- **Your assignment**
Output only the stretch of the listing that starts at the line containing "1L457 19L435 15L423" and ends at the line containing "positive clicks: (480, 0)", reproduced exactly with both ends.

- **Listed entries**

──────────

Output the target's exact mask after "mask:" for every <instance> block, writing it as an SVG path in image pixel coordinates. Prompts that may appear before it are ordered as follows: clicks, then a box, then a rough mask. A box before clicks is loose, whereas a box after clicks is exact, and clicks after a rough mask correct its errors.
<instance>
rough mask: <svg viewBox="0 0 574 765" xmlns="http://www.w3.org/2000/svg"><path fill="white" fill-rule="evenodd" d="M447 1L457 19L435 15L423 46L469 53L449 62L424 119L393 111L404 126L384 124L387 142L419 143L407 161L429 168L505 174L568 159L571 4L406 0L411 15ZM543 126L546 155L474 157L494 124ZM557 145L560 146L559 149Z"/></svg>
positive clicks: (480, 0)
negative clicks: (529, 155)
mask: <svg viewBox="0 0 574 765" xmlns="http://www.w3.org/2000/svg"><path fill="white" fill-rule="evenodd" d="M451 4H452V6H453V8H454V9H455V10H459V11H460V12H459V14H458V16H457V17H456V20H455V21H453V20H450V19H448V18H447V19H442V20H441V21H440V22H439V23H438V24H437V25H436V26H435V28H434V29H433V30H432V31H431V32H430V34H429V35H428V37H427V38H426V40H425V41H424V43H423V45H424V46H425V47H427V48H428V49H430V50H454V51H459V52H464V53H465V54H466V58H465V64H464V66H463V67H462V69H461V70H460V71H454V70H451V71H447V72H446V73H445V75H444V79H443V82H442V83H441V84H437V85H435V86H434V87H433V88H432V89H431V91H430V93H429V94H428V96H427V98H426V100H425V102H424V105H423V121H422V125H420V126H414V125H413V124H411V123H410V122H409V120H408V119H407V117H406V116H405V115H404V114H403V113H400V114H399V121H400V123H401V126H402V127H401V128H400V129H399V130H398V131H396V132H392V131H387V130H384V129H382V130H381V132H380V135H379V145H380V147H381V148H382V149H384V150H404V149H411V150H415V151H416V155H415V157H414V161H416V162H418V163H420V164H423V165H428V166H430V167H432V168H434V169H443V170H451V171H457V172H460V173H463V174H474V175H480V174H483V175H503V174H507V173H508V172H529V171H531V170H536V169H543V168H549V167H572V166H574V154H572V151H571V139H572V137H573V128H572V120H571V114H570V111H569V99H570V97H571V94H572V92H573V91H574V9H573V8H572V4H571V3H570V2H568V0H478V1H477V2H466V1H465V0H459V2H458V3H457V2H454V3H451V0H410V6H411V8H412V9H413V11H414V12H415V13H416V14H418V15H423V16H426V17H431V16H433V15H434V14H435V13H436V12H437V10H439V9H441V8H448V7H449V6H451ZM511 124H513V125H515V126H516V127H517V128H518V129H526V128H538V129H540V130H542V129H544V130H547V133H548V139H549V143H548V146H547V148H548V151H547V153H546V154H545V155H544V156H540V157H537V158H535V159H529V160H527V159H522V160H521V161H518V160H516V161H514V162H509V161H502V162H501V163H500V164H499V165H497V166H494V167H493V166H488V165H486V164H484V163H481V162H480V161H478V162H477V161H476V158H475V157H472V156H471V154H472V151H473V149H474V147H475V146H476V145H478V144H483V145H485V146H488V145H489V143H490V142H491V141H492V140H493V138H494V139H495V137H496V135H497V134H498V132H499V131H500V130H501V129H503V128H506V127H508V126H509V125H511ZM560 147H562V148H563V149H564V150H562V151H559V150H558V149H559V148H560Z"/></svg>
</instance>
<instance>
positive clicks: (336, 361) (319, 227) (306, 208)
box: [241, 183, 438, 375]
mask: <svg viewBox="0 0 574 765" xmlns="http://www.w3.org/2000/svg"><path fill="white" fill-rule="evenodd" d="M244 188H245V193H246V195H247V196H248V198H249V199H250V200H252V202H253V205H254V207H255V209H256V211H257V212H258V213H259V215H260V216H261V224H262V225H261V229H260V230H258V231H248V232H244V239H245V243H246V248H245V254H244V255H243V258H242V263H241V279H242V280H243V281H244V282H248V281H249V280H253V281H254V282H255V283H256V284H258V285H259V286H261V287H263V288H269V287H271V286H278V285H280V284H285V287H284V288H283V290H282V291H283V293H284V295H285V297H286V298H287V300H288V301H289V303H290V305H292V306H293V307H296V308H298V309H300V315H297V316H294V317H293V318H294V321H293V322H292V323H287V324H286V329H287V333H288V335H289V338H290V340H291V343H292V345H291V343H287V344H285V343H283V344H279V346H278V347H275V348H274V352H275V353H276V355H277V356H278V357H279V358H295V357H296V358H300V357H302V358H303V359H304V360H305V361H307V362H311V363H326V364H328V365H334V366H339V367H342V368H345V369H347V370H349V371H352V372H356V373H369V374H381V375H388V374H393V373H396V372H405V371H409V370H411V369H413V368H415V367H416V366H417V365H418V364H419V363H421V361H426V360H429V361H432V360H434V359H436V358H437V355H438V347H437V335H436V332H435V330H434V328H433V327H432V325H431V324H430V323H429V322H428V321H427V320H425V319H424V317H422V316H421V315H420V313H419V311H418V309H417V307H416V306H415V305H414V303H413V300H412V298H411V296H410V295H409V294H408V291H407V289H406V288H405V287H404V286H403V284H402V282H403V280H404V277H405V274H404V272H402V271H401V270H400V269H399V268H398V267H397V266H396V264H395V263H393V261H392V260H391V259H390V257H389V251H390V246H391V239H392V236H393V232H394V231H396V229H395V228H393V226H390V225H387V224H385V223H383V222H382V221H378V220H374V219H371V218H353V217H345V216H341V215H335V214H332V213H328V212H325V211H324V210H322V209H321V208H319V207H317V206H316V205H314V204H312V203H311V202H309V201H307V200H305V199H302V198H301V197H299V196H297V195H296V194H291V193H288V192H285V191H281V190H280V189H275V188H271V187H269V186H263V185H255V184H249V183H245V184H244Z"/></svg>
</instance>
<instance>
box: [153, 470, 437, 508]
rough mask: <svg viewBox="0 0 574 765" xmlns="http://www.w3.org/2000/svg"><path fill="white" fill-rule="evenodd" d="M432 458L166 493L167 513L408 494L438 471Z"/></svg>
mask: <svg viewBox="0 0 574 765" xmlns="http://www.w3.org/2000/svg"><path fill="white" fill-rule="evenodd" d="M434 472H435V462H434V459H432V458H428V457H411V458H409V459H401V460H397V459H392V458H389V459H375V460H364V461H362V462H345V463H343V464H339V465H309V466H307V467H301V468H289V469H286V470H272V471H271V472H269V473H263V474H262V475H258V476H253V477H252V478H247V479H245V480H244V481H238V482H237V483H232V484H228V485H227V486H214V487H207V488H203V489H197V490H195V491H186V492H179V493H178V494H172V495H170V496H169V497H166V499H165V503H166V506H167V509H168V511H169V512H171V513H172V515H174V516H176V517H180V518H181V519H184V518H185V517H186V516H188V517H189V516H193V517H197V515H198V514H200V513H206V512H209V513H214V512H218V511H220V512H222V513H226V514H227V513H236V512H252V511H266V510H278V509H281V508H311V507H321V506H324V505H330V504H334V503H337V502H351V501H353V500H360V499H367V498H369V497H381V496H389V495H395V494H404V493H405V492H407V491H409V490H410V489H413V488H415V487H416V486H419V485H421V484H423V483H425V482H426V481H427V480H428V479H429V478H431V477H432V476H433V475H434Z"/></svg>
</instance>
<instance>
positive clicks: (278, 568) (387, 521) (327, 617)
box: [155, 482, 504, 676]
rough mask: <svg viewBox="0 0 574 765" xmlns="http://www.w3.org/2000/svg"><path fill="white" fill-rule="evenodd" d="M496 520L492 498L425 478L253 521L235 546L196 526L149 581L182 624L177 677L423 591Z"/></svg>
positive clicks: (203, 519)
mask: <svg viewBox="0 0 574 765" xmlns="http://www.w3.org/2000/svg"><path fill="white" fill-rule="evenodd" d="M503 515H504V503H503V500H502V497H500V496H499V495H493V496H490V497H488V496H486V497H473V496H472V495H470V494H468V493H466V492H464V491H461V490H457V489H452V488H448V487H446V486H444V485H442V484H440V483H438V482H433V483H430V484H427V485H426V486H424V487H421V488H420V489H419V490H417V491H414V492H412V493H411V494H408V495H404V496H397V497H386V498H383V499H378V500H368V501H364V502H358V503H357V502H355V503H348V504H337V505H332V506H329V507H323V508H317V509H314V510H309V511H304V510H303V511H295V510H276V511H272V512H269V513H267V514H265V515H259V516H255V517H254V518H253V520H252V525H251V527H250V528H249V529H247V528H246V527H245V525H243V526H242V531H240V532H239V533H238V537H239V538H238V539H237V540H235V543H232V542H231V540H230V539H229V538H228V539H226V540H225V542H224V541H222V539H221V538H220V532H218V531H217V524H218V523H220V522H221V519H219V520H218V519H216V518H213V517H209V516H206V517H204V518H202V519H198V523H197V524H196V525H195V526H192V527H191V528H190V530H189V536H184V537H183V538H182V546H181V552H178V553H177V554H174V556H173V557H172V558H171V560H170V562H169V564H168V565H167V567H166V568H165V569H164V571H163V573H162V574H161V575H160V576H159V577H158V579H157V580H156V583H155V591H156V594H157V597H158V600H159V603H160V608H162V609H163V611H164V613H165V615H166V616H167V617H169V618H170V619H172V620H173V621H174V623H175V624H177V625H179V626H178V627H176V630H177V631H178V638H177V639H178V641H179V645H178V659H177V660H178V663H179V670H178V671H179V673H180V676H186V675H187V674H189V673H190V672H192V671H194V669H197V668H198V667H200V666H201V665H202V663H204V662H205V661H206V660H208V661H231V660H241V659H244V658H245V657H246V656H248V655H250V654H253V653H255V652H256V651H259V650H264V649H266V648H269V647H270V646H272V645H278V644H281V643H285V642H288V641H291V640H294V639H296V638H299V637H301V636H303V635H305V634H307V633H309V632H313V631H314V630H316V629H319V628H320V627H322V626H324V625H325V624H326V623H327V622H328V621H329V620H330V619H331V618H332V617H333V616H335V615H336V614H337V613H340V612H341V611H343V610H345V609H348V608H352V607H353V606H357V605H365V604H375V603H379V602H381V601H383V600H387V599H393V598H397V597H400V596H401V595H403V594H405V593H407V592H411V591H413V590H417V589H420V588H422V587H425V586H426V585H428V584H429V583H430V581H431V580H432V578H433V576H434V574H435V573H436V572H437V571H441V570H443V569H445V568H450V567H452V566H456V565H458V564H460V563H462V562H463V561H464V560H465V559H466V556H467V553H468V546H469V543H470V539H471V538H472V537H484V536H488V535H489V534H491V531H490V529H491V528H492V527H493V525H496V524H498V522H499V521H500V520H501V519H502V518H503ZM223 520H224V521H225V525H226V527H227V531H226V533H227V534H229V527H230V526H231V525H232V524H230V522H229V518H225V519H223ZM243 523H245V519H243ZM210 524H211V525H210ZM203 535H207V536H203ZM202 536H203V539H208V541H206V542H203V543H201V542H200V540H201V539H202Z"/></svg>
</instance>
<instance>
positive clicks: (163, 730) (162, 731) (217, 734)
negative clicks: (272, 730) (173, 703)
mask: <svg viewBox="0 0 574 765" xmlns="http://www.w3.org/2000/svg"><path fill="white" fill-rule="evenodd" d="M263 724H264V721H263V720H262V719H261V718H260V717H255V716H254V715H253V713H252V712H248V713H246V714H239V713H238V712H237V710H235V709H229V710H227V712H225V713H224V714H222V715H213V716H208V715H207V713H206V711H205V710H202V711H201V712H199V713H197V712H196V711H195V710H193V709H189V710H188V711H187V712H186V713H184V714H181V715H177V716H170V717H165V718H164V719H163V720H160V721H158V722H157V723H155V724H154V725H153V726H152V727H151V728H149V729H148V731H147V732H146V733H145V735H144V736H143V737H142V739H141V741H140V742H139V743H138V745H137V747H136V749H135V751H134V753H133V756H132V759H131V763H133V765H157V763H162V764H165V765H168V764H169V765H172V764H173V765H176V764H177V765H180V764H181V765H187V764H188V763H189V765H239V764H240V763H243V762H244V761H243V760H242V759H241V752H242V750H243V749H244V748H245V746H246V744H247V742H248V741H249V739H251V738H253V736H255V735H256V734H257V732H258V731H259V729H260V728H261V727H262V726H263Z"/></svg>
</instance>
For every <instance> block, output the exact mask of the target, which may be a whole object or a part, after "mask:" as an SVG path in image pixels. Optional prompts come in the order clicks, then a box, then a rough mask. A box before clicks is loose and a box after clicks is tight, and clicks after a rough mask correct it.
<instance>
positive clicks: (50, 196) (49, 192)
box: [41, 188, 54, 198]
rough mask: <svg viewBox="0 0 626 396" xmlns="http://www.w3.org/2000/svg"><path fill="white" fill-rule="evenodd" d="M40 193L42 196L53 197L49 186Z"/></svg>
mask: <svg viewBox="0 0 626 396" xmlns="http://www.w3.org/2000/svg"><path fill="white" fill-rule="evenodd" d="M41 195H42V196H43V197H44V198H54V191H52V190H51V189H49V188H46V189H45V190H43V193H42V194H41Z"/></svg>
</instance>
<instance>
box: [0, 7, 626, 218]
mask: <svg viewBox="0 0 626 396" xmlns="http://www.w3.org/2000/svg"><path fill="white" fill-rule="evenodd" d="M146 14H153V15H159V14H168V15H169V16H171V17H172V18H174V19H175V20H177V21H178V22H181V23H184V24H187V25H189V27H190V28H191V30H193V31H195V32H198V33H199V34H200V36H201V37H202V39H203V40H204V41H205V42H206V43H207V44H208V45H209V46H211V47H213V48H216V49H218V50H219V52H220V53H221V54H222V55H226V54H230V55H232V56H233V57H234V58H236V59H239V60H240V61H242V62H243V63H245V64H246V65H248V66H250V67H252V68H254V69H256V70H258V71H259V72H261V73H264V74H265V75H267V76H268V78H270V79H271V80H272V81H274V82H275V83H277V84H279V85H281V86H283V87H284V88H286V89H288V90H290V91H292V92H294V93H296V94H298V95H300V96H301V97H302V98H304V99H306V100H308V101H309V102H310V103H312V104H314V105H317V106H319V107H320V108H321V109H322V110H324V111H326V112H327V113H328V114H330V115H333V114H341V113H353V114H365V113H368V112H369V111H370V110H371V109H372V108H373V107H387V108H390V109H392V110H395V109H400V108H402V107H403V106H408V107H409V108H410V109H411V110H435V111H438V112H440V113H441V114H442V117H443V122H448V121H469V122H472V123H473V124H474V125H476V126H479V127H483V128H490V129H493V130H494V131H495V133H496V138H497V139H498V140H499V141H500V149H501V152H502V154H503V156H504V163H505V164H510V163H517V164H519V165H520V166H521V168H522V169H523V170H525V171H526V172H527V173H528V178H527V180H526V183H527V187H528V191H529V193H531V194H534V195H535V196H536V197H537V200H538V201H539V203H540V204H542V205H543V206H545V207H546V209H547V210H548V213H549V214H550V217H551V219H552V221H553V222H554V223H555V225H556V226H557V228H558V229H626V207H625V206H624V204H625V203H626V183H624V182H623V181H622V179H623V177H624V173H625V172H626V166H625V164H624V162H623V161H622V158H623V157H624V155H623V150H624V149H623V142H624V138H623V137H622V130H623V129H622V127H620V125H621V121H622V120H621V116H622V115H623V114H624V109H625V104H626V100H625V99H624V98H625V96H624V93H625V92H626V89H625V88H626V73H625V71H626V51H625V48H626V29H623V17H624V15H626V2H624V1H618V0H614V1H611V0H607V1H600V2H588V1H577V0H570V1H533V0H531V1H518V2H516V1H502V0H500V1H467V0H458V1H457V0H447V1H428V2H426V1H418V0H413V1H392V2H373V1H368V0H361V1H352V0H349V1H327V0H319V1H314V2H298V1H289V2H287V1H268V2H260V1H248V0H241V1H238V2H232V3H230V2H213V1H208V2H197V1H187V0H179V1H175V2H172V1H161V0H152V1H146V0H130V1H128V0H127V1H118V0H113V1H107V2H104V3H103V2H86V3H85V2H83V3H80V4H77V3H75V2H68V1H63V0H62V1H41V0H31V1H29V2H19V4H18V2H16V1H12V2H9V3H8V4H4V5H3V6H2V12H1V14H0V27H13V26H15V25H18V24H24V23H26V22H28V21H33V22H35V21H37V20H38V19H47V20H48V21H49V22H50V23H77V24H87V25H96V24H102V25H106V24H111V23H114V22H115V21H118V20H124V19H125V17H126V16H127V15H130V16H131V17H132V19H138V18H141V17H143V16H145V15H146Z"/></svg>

──────────

- **Output of the exercise**
rough mask: <svg viewBox="0 0 574 765" xmlns="http://www.w3.org/2000/svg"><path fill="white" fill-rule="evenodd" d="M447 1L457 19L435 15L423 46L469 53L449 62L424 119L393 111L404 126L384 124L387 142L419 143L407 161L429 168L505 174L568 159L571 4L406 0L411 15ZM543 126L546 155L474 157L494 124ZM557 145L560 146L559 149Z"/></svg>
positive clicks: (480, 0)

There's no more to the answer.